*Direction*. According to the forum thread below about campsites near the Tour de France route in Yorkshire, what restriction applies to the Holme Moss camping site that Safeguard linked in its e-mail?

*Document*.

# campsites near TDF route in Yorkshire



## charlieivan

Received an e-mail from Safeguard today and one of the links led me to THIS

Some of the prices do seem a bit steep, especially with little or no facilities and no EHU's. Good to see some are donating all income to charity!!


----------



## Patrick_Phillips

Charity or no, this sort of pricing is pure greed.
Maybe there is something to be said for a command economy.
Maybe some will learn just as they did for the Olympics...

Patrick


----------



## geordie01

£250.00 to park in a field with porta loos are they having a laugh
the greedy t***s


----------



## suedew

What a change from the 70 Euros for 4 nights at the Aragon GP.
Happily have camping from a non money grabbing host. 
Do need parking for a car within 20 miles of Haworth though.

sue


----------



## tubbytuba

Holme Moss is going to be one of the most sought after spots to view the race. Market forces and all that.... good luck to em. If people are daft enough to pay so be it. Fact is there are far more options to view the race without being 'ripped off' to that extent.
If I don't get selected as a Tour Maker I certainly would not choose Holme Moss to view, there are better opportunities for vantage points around the route without such huge crowds and the attendant problems that brings.

Have to say though that living within cycling range of the route I won't be using the van to watch. But hopefully I'll be trying my best to help make the Tour de Yorkshire successful  

Steve.


----------



## billym

The Holme Moss camping site that Safeguard have so helpfully linked to their e mail is tents only.


----------

*Entries from an annotation dataset*.
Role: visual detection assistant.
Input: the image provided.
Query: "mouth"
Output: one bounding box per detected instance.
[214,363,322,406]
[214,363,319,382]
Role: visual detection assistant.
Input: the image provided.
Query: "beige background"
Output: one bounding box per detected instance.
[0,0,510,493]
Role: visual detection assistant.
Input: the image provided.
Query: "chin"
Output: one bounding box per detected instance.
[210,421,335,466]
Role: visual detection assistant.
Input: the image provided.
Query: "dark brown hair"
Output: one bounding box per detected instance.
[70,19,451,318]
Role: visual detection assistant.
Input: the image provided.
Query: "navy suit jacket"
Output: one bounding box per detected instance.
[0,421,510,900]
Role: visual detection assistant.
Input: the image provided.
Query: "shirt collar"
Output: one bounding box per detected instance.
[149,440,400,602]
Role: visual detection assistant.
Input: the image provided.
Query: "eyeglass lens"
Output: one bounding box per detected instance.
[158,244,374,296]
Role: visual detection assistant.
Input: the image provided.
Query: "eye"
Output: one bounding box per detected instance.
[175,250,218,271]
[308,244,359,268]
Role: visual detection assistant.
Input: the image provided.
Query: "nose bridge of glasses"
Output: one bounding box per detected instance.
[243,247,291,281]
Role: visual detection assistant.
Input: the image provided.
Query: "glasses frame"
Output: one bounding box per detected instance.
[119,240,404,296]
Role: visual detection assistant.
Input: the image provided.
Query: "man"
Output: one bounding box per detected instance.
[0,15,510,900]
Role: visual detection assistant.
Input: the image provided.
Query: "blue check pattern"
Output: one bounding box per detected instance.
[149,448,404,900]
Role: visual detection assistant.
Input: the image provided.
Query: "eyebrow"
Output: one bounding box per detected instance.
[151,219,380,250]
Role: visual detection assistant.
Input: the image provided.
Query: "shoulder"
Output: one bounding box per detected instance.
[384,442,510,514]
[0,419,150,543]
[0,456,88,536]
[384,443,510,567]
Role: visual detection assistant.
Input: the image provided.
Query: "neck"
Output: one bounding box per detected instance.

*Completed task*. It is tents only.